WORK INSTRUCTIONS: Supply the number of lines in the listing below in which the word "dress" occurs, and nothing else.

DATASET EXTRACT:
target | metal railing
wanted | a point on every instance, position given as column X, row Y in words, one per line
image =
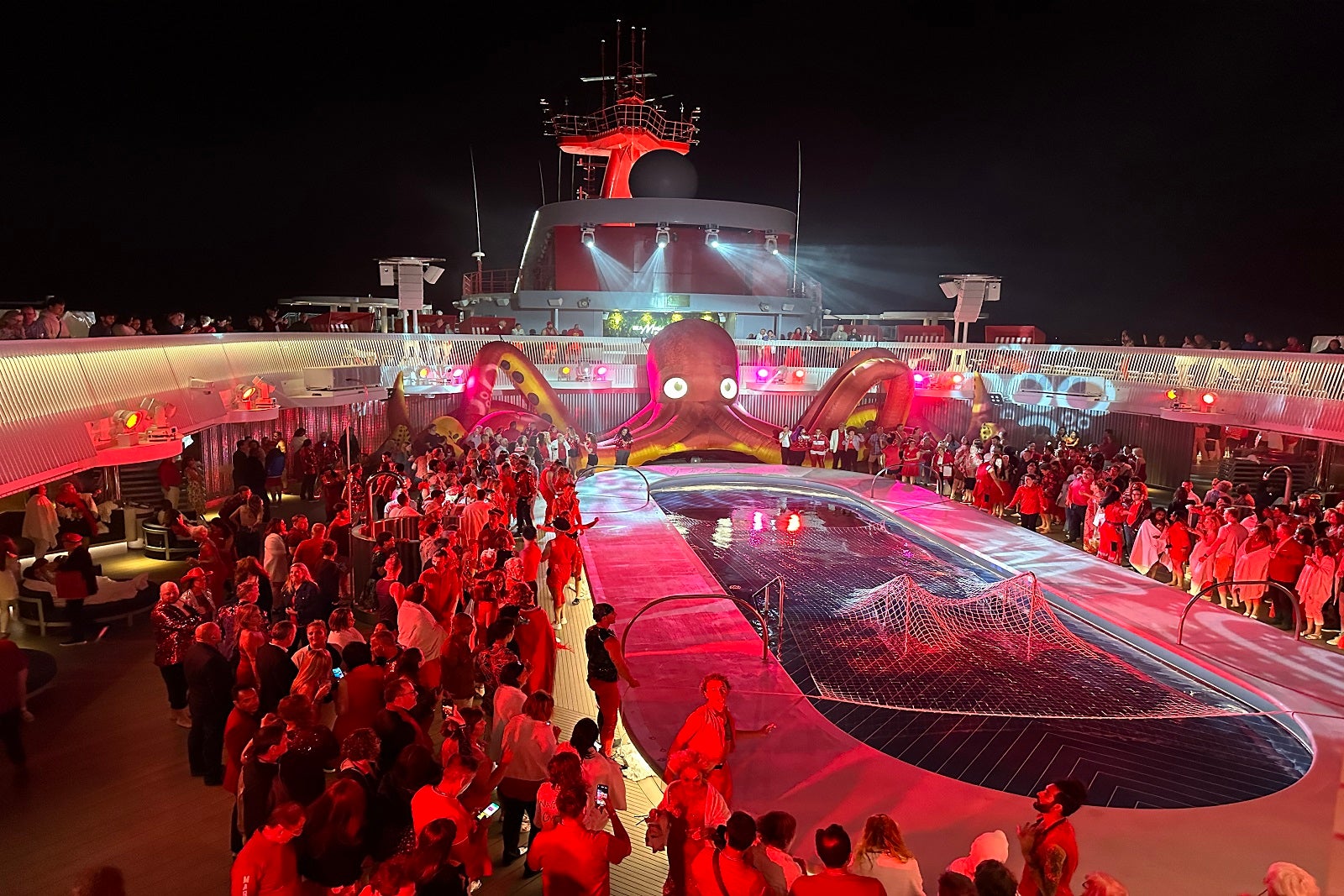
column 1292, row 604
column 589, row 472
column 765, row 633
column 764, row 593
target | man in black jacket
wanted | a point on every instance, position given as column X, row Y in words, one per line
column 210, row 684
column 276, row 671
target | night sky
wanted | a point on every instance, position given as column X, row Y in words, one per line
column 1173, row 168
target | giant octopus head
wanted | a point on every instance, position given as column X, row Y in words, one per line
column 692, row 369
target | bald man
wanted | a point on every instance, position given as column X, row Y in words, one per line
column 208, row 699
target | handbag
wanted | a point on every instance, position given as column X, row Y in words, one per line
column 656, row 832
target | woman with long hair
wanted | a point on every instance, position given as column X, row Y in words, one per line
column 1252, row 564
column 694, row 812
column 882, row 855
column 530, row 738
column 1110, row 539
column 333, row 846
column 432, row 867
column 250, row 569
column 315, row 676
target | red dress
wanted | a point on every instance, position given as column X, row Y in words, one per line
column 1110, row 546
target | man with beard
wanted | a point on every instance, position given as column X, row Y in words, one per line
column 1048, row 844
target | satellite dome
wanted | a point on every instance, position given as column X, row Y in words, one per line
column 663, row 174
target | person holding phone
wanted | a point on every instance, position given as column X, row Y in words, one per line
column 573, row 857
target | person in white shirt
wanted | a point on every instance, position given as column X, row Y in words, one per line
column 400, row 508
column 417, row 626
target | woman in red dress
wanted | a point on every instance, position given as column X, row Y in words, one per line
column 1110, row 539
column 909, row 461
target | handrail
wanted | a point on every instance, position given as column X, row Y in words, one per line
column 765, row 631
column 873, row 485
column 765, row 589
column 1292, row 604
column 591, row 470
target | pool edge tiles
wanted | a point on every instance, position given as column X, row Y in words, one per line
column 820, row 775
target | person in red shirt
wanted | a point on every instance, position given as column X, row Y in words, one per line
column 239, row 731
column 729, row 871
column 562, row 557
column 1030, row 500
column 1048, row 844
column 1285, row 563
column 835, row 880
column 268, row 864
column 575, row 860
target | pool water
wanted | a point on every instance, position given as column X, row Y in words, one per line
column 1142, row 734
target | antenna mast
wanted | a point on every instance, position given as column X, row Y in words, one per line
column 476, row 196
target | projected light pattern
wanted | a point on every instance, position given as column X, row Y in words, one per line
column 840, row 551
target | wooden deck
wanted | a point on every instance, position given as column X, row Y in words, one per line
column 109, row 785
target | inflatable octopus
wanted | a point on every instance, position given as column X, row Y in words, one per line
column 694, row 389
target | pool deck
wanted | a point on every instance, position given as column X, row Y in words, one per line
column 822, row 775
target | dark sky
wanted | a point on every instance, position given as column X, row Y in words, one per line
column 1171, row 168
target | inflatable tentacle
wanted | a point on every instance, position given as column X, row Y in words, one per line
column 504, row 358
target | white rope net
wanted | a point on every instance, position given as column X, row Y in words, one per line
column 1001, row 652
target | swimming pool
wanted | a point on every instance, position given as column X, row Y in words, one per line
column 1144, row 734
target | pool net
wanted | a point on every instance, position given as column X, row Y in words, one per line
column 1001, row 652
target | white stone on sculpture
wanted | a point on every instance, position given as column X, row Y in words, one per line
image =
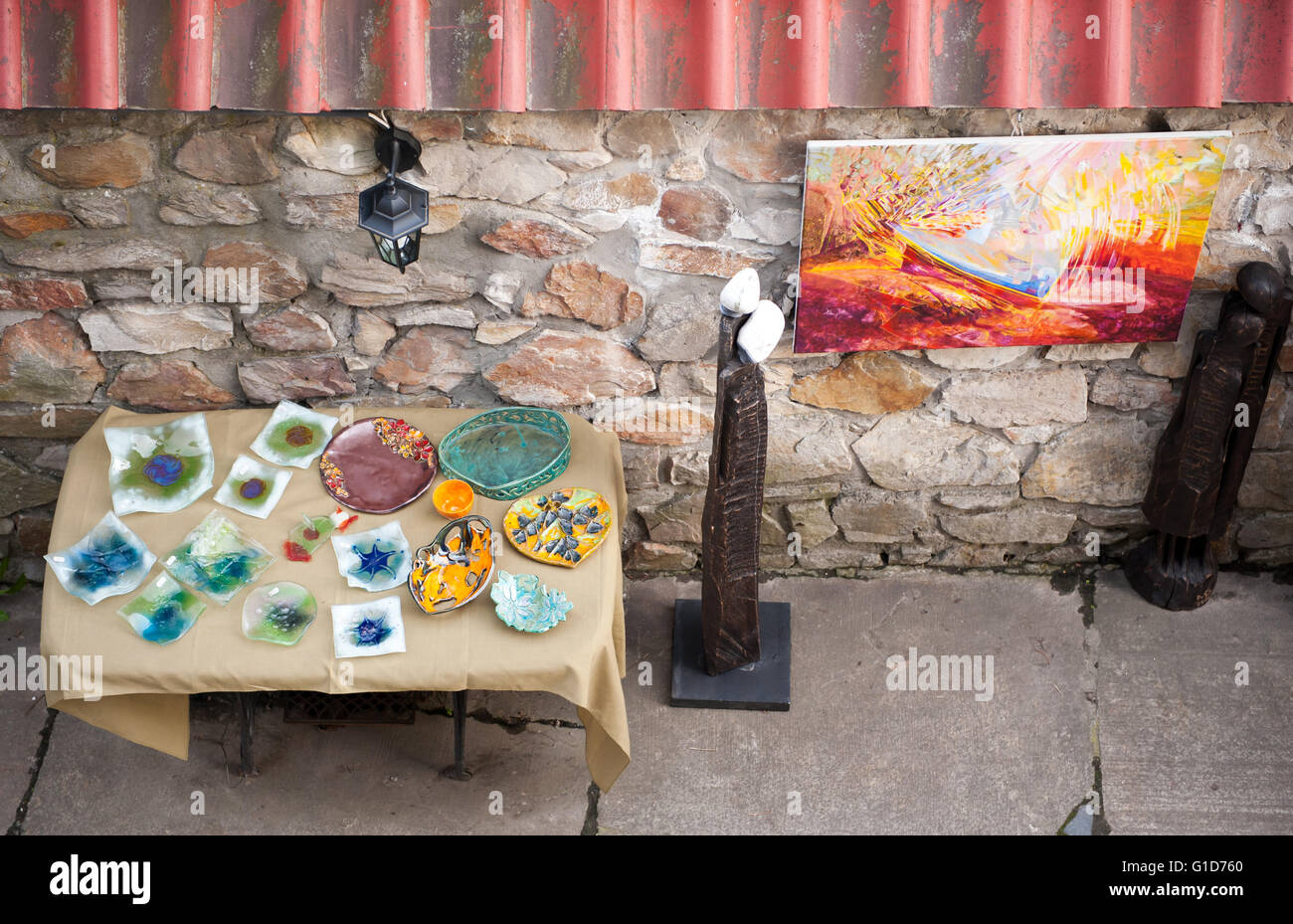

ANSWER TO THIS TASK: 2